- EXCERPTED PASSAGE

+++

4. Supporting stability reduces forced migration.

It is now acknowledged that it is building anchors, not walls, that is the best strategy to curb migration. The UK Aid Direct programme has provided economic and social support in countries like Syria, Lebanon, and Afghanistan, reducing forced displacement and lowering pressure on UK border security. By stabilizing regions affected by conflict, Britain has been able to reduce illegal migration and the associated costs of border enforcement, asylum processing, and emergency housing. 

5. Promoting sustainability reduces resource scarcity due to climate change.  

The UK International Climate Finance (ICF) initiative supports sustainable agriculture and clean energy projects in Africa and Asia, mitigating competition over dwindling resources and preventing climate-driven conflicts that have contributed to making the world a more turbulent place. This has not only improved global stability but has also created opportunities for UK businesses in the green energy and sustainable development sectors. 

6. Building resilience reduces international crime and instability.  

UK funding has been instrumental in stabilizing Somalia, for example, improving their governance, training law enforcement, and reducing crime and piracy that threaten not only international shipping but tourism too. As a result, British shipping companies and tourists traveling in the region have faced fewer security risks, boosting confidence in UK-led trade and travel.

+++

- GIVEN RECORDS
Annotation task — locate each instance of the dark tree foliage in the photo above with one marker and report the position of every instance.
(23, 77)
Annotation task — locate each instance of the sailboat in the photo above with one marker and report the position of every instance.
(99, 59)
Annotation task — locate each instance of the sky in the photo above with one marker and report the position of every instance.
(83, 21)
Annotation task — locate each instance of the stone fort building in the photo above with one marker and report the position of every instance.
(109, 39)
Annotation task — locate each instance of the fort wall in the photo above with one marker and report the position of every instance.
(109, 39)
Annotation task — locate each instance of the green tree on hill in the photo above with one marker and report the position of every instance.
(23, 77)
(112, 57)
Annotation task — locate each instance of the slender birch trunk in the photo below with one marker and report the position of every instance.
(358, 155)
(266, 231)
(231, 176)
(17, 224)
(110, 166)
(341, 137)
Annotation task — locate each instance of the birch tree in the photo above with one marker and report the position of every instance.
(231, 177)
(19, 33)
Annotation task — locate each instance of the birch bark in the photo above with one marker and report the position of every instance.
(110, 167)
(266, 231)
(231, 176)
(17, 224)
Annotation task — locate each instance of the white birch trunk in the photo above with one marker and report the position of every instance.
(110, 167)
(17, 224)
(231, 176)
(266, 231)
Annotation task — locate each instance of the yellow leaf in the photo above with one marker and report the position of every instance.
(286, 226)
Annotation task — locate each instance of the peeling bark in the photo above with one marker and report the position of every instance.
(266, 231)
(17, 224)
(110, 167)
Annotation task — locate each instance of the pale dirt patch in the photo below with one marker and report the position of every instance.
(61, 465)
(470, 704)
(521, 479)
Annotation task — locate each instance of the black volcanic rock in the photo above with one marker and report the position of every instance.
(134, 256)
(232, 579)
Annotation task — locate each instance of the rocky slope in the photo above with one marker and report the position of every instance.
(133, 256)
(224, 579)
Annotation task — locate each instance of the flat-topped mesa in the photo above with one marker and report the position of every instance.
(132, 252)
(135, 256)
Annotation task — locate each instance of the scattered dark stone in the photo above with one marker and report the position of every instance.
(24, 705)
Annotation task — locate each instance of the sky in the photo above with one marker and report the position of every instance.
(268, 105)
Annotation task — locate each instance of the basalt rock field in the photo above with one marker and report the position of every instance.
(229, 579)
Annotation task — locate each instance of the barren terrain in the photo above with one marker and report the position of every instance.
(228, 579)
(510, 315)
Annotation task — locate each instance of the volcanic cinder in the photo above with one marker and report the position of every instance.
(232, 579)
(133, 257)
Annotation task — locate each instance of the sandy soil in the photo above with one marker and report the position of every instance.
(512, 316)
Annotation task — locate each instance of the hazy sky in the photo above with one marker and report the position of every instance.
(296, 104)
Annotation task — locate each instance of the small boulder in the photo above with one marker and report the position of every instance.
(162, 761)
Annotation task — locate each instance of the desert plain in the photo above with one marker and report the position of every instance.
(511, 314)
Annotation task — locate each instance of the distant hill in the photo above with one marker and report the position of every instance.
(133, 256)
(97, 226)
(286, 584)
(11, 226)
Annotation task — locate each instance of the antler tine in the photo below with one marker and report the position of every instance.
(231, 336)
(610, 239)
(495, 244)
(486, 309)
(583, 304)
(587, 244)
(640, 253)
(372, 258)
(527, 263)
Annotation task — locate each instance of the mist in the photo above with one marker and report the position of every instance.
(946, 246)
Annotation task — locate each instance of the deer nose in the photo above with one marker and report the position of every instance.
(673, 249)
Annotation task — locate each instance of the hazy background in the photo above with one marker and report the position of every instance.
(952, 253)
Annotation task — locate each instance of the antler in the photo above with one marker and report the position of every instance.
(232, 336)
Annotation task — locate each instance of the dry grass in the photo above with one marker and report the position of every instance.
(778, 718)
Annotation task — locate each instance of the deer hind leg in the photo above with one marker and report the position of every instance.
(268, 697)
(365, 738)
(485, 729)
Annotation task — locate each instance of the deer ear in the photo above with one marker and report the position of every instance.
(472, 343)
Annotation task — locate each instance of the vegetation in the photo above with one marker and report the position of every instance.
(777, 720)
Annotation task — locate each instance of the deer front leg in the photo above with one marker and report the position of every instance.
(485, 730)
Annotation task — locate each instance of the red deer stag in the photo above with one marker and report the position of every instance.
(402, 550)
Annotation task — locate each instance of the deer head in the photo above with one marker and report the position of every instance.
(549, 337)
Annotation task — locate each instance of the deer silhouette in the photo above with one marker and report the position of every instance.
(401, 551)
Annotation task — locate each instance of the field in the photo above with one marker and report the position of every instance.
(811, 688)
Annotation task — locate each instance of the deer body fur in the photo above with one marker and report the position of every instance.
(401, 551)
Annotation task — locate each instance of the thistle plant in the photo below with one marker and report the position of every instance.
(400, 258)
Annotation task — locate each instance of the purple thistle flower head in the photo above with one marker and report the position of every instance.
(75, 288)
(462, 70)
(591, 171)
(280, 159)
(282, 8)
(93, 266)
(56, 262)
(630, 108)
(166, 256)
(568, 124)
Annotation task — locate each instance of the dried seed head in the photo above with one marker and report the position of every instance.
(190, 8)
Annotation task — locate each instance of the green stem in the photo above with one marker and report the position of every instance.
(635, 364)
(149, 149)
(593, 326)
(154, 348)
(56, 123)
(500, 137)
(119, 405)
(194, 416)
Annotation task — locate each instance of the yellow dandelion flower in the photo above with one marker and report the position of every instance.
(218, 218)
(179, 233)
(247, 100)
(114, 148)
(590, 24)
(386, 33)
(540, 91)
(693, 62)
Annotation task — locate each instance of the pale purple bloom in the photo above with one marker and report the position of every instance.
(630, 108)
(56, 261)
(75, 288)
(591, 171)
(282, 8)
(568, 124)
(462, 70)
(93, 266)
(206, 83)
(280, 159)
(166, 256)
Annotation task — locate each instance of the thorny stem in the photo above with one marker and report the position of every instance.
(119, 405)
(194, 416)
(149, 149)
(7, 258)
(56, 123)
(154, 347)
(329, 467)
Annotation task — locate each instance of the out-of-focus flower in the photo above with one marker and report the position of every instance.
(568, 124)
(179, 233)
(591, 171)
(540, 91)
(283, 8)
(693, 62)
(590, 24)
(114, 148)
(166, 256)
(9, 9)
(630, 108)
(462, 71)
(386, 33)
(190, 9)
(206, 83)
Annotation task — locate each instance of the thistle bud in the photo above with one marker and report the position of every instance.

+++

- EXERCISES TO COMPLETE
1) Could you extract, word for word, the part of the UK aid excerpt that begins at the words "The UK International" and stops after "crime and instability."?
2) Do these statements agree with the UK aid excerpt? Answer yes or no for each and quote the words from the UK aid excerpt that settle it.
(a) The UK International Climate Finance initiative backs projects in Africa and Asia.
(b) The UK Aid Direct programme has given support in Syria, Lebanon, and Iraq.
(c) UK funding in Somalia is credited with reducing piracy.

- ANSWERS FOR THE EXERCISE
1)
The UK International Climate Finance (ICF) initiative supports sustainable agriculture and clean energy projects in Africa and Asia, mitigating competition over dwindling resources and preventing climate-driven conflicts that have contributed to making the world a more turbulent place. This has not only improved global stability but has also created opportunities for UK businesses in the green energy and sustainable development sectors. 

6. Building resilience reduces international crime and instability.

2)
(a) Yes: "supports sustainable agriculture and clean energy projects in Africa and Asia"
(b) No: "in countries like Syria, Lebanon, and Afghanistan"
(c) Yes: "reducing crime and piracy that threaten not only international shipping but tourism too"